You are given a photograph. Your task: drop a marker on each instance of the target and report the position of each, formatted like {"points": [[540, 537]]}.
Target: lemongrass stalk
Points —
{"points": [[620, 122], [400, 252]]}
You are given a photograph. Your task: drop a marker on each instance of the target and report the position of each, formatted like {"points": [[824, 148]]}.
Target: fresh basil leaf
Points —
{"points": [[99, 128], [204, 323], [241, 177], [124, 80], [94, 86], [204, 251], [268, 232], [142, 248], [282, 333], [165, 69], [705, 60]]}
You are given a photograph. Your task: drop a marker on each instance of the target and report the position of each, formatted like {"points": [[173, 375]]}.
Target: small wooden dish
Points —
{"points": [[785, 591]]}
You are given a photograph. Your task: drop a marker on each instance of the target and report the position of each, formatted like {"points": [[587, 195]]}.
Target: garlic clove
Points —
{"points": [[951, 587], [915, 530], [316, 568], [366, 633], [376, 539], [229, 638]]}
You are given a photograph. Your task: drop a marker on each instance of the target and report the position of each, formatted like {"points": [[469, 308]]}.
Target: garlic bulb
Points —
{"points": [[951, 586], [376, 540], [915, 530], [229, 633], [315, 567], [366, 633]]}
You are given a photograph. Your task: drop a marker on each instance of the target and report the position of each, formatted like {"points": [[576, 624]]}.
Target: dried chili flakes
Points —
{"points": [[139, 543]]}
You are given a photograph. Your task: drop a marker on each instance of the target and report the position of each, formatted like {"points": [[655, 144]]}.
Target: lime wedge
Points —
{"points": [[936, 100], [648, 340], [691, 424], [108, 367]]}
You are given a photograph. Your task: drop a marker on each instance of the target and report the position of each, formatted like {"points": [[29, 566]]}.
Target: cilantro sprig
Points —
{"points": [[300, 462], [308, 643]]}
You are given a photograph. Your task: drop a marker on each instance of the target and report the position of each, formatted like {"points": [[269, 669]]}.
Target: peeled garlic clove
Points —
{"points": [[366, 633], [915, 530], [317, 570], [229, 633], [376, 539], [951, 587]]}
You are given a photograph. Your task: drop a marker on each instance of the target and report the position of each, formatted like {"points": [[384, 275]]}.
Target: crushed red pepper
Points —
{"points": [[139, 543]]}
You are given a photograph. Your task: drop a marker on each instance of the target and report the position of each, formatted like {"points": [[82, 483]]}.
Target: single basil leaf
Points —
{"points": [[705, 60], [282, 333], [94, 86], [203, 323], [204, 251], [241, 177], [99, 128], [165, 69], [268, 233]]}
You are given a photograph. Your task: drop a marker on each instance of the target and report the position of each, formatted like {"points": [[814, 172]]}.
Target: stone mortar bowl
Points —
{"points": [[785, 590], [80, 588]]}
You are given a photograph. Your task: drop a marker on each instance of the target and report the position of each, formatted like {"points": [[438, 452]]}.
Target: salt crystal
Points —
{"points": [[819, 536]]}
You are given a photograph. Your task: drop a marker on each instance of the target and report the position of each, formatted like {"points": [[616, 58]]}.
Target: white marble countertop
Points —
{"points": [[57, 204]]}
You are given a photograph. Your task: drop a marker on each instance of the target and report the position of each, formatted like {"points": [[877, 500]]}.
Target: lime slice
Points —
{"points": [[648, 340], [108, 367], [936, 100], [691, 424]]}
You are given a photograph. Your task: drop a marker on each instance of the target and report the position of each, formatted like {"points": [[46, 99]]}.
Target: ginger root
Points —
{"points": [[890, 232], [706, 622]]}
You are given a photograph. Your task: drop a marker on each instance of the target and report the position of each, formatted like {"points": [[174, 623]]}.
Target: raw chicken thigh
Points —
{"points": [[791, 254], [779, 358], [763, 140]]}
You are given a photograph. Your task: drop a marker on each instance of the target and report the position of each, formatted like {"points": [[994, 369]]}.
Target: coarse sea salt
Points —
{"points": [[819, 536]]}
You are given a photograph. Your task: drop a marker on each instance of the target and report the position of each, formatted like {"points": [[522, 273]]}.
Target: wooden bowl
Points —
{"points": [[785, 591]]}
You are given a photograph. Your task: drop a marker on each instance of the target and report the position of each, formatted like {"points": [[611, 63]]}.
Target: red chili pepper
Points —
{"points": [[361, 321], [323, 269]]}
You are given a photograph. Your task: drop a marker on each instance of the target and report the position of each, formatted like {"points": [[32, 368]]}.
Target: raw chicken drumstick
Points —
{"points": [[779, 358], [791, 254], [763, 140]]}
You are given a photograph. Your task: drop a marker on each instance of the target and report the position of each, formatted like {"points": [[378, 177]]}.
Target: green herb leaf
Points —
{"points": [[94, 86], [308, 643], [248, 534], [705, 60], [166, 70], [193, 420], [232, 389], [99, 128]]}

────────────────

Each line above that contains the word "garlic" must be copied.

» Your response
Target: garlic clove
Target: garlic bulb
Target: peeled garlic clove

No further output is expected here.